● Work required
Please answer from the home theater forum thread below: according to the research described there, when were corner positions for subwoofers shown to be a good idea?
— Start Text extract —
Thanks a lot guys - appreciate the feedback. I actually live about 10 minutes from a HD as well so I will give them a go. It will probably be worthwhile to get the tools since I have a feeling I may be making a lot of cabling in my future as well. :bigsmile:

After reading through another thread, I think I will be taking your suggestion Bryan and wiring in a few locations for the subs which actually leads me to another question. You said in a different thread that recent research pointed toward having one sub in front and one in back being a better set-up than both in front.

My question is - would this be directly in front of the seating and directly behind it, or would it be feasible to have them positioned in opposite corners of the room? I realize this probably is going to be largely dependent on the acoustics of the specific room,but I am trying to map some good locations for the sub jacks and wanted to check to see if it made sense to put one in the corners.

Thanks again everyone for the feedback!

Joe


----------



## bpape

The research showed 1 dead center front wall and 1 dead center rear wall was beneficial. Or, they can be done centered on the left and right walls. The only time corners were shown to be a good idea was when you had 4 subs - 1 in each corner. Diagonal corners are going to maximally excite that long diagonal ringing.


----------



## ALMFamily

bpape said:


> The research showed 1 dead center front wall and 1 dead center rear wall was beneficial. Or, they can be done centered on the left and right walls. The only time corners were shown to be a good idea was when you had 4 subs - 1 in each corner. Diagonal corners are going to maximally excite that long diagonal ringing.


OK - thanks Bryan!


----------



## ALMFamily

ALMFamilyconstr

So, a quick end of the week update! 

I spent the week drilling holes to install conduit for speaker / sub wires, a front of the room network connection, and a hard-wired IR connection from the QS to the GC-12. Still have a way to go and then it will be on to electrical.


----------



## igl007

Nice job! Having just gone through all of these steps, it's a little surreal reading your posts  Like this long obsessive dream. :spend:


----------



## ALMFamily

igl007 said:


> Nice job! Having just gone through all of these steps, it's a little surreal reading your posts  Like this long obsessive dream. :spend:


Thanks! And thanks for following my thread - been keeping up with yours too. More pics!! :rofl:


----------



## ALMFamily

ALMFamilyconstr

So, for those that have been following along, you probably know I am planning on building an AV closet to house all my equipment. To make this work, I need to find a way to cool that room without compromising the soundproofing.

The closet sits it the back of the room and shares a wall with an adjoining room. I had originally planned to put a passive air return vent and fan on this wall to push the warmer air into that area, but that compromises the soundproofing.
— End Text extract —
— Start Stored data —
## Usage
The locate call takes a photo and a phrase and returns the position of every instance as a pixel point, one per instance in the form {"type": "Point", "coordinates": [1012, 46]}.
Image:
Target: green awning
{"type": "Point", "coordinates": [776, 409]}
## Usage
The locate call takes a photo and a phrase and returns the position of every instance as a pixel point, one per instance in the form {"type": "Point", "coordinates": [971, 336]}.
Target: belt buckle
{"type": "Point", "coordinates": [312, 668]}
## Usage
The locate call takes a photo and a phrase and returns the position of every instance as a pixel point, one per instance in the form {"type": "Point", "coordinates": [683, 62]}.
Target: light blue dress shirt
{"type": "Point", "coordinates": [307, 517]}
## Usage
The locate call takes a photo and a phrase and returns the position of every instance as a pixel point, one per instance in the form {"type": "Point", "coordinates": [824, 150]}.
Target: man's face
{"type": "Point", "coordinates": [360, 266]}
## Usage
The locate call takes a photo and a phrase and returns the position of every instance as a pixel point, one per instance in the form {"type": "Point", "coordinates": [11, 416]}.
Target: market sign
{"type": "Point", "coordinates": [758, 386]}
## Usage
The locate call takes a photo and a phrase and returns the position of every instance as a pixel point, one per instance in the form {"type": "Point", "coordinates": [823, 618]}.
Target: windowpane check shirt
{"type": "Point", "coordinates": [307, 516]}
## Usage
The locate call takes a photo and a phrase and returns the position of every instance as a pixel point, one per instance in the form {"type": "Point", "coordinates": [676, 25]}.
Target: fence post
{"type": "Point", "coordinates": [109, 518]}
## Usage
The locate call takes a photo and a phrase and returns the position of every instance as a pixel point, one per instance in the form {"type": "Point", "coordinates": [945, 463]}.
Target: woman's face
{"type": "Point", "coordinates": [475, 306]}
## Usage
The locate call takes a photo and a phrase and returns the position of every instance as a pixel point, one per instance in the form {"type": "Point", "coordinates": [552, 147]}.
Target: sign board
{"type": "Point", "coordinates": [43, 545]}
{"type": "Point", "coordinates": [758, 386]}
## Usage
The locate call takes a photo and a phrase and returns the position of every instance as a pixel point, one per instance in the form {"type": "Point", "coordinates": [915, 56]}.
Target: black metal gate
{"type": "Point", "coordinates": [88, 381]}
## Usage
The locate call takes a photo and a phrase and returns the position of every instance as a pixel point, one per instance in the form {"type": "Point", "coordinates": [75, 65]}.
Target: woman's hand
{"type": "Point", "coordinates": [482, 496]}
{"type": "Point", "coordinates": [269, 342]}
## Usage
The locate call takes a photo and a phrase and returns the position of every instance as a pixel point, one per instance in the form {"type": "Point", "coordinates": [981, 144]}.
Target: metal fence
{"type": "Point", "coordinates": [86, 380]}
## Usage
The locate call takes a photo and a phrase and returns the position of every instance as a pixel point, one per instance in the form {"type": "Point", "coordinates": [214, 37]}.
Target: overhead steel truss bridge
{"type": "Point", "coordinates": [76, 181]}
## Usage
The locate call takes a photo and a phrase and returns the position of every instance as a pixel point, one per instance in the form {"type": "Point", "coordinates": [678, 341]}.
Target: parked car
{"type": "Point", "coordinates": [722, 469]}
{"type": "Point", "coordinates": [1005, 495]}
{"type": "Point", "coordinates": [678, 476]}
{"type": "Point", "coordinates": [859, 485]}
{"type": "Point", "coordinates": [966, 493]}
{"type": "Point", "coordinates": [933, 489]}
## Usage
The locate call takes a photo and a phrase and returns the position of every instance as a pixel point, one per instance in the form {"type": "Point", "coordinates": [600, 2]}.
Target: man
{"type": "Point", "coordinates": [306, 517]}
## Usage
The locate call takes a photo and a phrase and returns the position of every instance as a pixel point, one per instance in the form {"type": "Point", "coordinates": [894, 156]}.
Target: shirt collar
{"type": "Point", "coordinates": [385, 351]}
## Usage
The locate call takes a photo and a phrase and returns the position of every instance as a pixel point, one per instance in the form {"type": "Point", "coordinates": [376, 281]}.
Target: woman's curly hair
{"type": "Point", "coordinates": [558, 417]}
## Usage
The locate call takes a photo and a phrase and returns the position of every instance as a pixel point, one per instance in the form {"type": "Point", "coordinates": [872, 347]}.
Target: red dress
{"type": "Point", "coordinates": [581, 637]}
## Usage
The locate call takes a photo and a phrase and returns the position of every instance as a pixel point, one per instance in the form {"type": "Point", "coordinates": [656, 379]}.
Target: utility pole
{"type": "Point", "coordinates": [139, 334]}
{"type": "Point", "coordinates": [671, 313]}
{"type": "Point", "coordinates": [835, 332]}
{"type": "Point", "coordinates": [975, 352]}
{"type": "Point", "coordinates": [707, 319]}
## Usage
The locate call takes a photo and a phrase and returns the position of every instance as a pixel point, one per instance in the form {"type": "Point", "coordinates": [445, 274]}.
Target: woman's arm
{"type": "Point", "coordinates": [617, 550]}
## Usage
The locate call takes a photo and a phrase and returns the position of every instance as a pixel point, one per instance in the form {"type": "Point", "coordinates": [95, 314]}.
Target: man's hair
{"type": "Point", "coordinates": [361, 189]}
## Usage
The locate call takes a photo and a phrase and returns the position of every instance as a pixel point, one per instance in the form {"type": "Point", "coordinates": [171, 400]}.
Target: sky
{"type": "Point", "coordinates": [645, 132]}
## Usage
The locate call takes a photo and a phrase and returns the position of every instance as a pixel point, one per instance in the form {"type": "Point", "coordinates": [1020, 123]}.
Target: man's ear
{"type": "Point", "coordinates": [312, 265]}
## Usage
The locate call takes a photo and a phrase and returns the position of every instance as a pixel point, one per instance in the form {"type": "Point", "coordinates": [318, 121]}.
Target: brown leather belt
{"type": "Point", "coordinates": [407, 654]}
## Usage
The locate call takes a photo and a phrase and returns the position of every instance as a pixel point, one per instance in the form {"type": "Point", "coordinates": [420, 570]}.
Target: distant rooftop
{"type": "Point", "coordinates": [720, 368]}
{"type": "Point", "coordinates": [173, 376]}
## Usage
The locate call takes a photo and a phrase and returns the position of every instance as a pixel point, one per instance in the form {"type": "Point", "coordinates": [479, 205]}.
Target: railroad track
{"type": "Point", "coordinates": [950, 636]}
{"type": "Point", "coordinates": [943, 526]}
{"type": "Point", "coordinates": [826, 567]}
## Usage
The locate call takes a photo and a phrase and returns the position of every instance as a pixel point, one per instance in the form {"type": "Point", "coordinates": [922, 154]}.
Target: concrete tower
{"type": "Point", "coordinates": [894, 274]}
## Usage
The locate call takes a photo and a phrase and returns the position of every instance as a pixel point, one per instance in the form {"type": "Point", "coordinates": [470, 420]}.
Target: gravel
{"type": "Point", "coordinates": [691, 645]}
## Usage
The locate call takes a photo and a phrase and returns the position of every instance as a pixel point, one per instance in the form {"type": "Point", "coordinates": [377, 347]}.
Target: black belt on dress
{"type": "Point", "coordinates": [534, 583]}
— End Stored data —
● Response to this task
Only when there were four subs, one in each corner.